══ Supplied records

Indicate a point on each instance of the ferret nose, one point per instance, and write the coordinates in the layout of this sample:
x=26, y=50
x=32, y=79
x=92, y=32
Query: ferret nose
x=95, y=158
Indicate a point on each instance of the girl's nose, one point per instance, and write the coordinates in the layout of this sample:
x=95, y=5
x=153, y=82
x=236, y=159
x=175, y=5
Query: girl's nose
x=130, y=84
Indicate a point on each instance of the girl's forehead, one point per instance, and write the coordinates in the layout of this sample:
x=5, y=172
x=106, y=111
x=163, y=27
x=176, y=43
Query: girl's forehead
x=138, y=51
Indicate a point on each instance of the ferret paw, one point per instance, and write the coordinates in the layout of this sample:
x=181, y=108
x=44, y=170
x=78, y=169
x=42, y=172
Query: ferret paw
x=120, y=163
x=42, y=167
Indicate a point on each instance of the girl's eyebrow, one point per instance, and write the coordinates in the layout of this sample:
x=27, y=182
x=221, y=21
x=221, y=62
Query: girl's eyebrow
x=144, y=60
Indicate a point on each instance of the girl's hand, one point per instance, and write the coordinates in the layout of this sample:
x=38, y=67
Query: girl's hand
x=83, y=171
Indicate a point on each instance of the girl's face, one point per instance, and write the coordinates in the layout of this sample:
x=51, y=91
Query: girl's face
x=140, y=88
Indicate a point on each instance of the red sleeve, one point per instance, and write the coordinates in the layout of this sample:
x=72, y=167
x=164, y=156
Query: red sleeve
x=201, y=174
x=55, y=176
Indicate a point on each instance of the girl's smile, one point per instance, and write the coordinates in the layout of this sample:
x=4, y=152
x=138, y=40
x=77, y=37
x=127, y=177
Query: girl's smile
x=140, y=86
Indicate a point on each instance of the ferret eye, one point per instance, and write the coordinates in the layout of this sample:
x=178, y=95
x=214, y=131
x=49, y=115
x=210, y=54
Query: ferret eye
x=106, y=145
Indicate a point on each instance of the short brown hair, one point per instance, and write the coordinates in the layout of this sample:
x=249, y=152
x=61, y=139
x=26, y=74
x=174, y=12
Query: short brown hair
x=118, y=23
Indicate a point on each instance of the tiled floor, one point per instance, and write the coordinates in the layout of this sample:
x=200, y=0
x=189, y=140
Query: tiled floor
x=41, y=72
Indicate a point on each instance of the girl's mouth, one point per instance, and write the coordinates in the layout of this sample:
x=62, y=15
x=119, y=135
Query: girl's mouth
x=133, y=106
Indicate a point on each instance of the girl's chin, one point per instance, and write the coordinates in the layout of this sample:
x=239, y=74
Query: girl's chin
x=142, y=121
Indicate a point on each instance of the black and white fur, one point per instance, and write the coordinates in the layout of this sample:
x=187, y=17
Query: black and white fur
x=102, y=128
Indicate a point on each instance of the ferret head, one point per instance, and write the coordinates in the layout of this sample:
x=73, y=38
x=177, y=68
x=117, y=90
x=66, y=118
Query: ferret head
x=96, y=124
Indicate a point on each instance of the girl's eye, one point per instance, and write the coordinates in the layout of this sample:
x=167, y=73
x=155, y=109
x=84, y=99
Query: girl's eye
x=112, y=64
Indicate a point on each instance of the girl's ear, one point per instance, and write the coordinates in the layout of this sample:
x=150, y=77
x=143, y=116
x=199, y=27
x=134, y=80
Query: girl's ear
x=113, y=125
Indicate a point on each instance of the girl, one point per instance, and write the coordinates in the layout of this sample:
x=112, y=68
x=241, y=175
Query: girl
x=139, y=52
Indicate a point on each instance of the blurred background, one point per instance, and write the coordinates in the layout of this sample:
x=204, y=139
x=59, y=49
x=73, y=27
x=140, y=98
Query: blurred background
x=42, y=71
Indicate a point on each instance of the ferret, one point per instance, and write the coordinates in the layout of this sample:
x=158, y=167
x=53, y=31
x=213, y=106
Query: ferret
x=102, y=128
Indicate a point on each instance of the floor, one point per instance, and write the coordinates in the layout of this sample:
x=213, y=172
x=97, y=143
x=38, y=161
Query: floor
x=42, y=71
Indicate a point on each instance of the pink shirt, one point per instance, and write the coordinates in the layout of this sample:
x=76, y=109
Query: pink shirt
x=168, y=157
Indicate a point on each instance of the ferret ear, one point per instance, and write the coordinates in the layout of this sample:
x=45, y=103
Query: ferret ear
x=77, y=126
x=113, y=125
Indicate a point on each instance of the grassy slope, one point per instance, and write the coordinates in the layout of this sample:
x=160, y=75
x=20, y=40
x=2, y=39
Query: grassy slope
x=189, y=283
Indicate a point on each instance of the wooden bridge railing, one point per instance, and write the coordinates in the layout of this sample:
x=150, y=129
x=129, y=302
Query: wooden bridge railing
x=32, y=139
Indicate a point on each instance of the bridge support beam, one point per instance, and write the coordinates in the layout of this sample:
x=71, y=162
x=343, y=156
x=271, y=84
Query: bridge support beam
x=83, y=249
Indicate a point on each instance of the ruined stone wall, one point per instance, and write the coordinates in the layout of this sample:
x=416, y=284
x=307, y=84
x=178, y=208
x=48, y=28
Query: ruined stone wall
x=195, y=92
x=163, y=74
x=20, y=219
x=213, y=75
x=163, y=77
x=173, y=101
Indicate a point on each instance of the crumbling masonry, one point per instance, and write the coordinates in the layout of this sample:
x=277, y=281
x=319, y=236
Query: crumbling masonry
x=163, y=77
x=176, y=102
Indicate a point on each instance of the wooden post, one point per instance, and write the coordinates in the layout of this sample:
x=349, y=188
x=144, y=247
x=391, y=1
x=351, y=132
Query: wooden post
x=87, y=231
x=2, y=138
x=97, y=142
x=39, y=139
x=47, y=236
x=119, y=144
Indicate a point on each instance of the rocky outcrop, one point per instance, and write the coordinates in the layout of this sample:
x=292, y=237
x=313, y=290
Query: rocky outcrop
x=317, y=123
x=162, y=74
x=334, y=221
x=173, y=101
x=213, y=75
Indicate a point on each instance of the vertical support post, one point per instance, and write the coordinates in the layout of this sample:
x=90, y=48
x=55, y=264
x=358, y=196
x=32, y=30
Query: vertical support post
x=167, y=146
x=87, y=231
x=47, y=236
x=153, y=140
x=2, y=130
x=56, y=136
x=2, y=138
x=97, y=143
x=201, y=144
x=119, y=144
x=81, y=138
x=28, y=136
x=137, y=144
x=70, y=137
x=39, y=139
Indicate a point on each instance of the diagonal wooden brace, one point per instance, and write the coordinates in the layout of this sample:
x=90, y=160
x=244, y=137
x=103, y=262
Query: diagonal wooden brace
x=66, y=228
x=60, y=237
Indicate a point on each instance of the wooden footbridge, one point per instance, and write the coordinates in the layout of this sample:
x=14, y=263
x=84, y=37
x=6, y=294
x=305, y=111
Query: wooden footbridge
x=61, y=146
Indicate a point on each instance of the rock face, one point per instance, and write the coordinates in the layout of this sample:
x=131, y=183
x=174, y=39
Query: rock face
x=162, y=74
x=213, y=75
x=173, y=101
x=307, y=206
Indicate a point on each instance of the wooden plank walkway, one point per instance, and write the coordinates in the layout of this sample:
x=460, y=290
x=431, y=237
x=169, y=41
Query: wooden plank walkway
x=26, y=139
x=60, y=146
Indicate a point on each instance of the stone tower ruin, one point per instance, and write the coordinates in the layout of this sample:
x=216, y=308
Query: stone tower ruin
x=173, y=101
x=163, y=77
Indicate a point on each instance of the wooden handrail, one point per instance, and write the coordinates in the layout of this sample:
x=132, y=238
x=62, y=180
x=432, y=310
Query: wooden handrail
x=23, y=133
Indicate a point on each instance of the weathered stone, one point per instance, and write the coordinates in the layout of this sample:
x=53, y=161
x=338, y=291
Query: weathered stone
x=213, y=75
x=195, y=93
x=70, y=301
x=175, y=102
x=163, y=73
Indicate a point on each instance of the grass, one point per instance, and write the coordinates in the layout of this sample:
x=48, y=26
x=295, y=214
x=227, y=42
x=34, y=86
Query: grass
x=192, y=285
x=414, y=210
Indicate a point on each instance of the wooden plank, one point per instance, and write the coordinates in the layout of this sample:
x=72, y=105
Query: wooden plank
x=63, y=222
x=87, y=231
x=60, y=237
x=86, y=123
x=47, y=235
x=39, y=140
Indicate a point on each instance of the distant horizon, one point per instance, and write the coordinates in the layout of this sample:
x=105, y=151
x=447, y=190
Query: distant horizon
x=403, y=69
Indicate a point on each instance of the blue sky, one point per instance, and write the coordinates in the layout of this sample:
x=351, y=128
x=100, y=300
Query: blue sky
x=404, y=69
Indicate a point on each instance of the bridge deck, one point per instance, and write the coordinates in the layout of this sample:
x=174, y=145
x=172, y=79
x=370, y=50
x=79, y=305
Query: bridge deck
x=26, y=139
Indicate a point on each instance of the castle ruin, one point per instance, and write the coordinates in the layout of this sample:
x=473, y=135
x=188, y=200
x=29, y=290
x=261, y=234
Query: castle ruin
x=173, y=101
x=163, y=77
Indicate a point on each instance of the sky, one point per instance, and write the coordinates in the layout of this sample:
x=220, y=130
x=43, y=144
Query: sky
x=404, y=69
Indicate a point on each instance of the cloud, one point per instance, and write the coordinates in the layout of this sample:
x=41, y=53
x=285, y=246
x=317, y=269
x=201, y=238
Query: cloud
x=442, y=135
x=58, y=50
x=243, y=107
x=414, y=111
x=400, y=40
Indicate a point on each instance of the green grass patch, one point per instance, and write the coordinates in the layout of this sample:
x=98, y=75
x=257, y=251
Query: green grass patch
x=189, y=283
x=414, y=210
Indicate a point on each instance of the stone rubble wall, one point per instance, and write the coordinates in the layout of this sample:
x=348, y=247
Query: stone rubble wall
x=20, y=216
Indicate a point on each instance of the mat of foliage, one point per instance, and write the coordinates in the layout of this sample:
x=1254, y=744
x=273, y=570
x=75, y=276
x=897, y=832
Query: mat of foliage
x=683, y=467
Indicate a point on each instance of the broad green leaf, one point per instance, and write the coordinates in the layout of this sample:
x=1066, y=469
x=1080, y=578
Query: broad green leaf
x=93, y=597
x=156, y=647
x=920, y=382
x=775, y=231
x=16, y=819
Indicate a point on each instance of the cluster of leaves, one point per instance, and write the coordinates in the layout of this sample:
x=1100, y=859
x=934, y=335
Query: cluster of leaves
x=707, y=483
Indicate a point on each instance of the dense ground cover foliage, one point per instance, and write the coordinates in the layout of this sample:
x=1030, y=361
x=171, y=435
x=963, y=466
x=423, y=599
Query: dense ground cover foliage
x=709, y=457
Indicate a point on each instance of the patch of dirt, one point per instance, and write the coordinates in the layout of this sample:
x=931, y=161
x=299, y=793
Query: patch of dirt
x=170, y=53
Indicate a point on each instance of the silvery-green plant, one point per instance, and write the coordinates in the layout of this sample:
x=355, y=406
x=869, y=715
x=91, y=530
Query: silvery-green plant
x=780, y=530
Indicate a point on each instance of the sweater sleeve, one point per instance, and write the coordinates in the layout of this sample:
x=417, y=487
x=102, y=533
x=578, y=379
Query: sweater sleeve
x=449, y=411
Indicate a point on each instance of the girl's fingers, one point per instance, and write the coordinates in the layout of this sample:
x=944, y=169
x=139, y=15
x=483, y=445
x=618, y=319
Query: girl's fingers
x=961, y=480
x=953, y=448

════

◆ Exercise directions ◆
Reproduce the material above verbatim, beginning at the line that contains "Indicate a point on each instance of the dense" and continuing through the final line of the material.

◆ Worked answer ◆
Indicate a point on each instance of the dense ground cover foliage, one point per instance, and write the coordinates in the layout of this sample:
x=1030, y=361
x=171, y=435
x=963, y=466
x=423, y=599
Query: dense ground cover foliage
x=709, y=457
Indicate a point on each instance of the patch of dirt, one point per instance, and write the coordinates in the layout of this sample:
x=931, y=161
x=299, y=793
Query: patch of dirt
x=170, y=53
Indicate a point on each instance of the silvery-green plant, one point per instance, and write the coordinates in the layout of this sample:
x=355, y=406
x=869, y=715
x=91, y=530
Query: silvery-green plant
x=780, y=530
Indicate a point on each instance of the sweater sleeve, one point per instance, and write the coordinates in the layout of this sample:
x=417, y=487
x=102, y=533
x=578, y=379
Query: sweater sleeve
x=449, y=411
Indicate a point on each instance of the girl's fingers, one point per instance, and write the coordinates in the layout of this sample:
x=944, y=169
x=139, y=15
x=483, y=445
x=618, y=319
Query: girl's fingers
x=961, y=480
x=953, y=448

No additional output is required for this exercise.